===== Reading passage =====

Title: What to do when machines do everything: how to get ahead in a world of AI, algorithms, bots, and big data / Malcolm Frank, Paul Roehrig, and Ben Pring.
Description: Hoboken, New Jersey: John Wiley & Sons, Inc., [2017] | Includes index.
Identifiers: LCCN 2016049472 (print) | LCCN 2017004469 (ebook) | ISBN 9781119278665 (cloth) | ISBN 9781119278672 (pdf) | ISBN 9781119278689 (epub)
Subjects: LCSH: Automation. | Information technology – Economic aspects. | Technological innovations – Economic aspects.
Classification: LCC HD6331 .F664 2017 (print) | LCC HD6331 (ebook) | DDC 658/.05 – dc23
LC record available at https://lccn.loc.gov/2016049472
PREFACE
We know what you might be thinking: When machines do everything, what am I going to do? It's a good question.
If machines can do everything, then how are humans going to make a living? How are we going to pay the rent or mortgage or put food on the table? How are we going to survive when software eats all the knowledge work?
Even if you have reached a stage in your career in which you feel safe from the rise of the new machines, how will your children thrive when computers can out-think, out-work, and out-manage them? What do they study? Where do they focus? And will they have any chance of living a life as good as yours?
At work, how should your company be structured when so much can now be automated? What will happen to all those middle-class, middle-management knowledge jobs that currently stand as the economic bedrock of our society?
These are all good questions – the right questions – for indeed, something very big is going on.
The rise of artificial intelligence is the great story of our time. Decades in the making, the smart machine is leaving the laboratory and, with increasing speed, is infusing itself into many aspects of our lives: our phones, our cars, the planes we fly in, the way we bank, and the way we choose what music to listen to.
Within the next few years, AI will be all around us, embedded in many higher-order pursuits. It will educate our children, heal our sick, and lower our energy bills. It will catch criminals, increase crop yields, and help us uncover new worlds of augmented and virtual reality.
Machines are getting smarter every day and doing more and more; they will soon change our lives and our work in ways that are easy to imagine but hard to predict. So what does one do?
These are the questions that have been going through our minds for a while, too. Anyone with a casual interest in the future can see these issues swirling through the zeitgeist at the moment: in movies (Ex Machina and Her), on TV (Black Mirror, Humans, and Battlestar Galactica), in books (Superintelligence and Rise of the Robots), and in countless articles in the press. But we have more than a casual interest in the future.

=====

Tasks to carry out:
**A.** According to the preface excerpt, what is the great story of our time?
**B.** Print the part of the preface excerpt from "If machines can" up to and including "of our society?".
The records that follow are separate material and are unrelated to the preface excerpt.

===== Material =====

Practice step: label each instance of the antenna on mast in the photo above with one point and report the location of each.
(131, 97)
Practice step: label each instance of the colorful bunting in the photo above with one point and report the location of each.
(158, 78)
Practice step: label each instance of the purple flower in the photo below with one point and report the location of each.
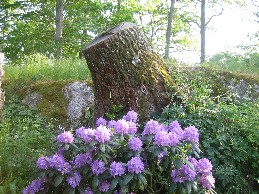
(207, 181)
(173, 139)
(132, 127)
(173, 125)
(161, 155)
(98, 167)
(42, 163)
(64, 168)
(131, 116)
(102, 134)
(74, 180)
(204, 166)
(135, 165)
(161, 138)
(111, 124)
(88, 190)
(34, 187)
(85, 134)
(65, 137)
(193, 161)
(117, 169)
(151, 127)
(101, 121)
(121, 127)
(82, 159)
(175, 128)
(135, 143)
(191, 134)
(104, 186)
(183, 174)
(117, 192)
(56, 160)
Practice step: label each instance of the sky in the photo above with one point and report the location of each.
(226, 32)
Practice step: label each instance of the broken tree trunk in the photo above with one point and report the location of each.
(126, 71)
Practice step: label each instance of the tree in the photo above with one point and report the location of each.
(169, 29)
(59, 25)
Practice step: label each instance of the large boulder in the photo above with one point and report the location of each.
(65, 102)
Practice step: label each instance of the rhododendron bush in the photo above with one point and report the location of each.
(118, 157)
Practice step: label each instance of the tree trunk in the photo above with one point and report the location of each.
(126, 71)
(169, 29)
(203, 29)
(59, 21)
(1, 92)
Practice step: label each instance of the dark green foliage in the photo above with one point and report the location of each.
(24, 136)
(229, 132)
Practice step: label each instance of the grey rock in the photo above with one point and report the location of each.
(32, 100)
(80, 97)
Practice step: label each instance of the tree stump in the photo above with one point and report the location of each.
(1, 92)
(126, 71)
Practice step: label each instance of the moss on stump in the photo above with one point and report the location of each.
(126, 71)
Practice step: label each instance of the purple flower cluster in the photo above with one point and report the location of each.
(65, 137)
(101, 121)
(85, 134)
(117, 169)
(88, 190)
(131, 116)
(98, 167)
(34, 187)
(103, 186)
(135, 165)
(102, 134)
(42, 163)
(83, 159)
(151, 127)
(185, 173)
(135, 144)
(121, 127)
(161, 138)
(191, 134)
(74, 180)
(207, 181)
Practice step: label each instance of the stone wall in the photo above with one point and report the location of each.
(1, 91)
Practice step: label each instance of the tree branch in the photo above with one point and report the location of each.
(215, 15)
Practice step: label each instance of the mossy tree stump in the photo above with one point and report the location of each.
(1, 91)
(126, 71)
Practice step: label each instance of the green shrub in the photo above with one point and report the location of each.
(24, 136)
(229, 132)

=====

Answers in order:
**A.** The rise of artificial intelligence.

**B.**
If machines can do everything, then how are humans going to make a living? How are we going to pay the rent or mortgage or put food on the table? How are we going to survive when software eats all the knowledge work?
Even if you have reached a stage in your career in which you feel safe from the rise of the new machines, how will your children thrive when computers can out-think, out-work, and out-manage them? What do they study? Where do they focus? And will they have any chance of living a life as good as yours?
At work, how should your company be structured when so much can now be automated? What will happen to all those middle-class, middle-management knowledge jobs that currently stand as the economic bedrock of our society?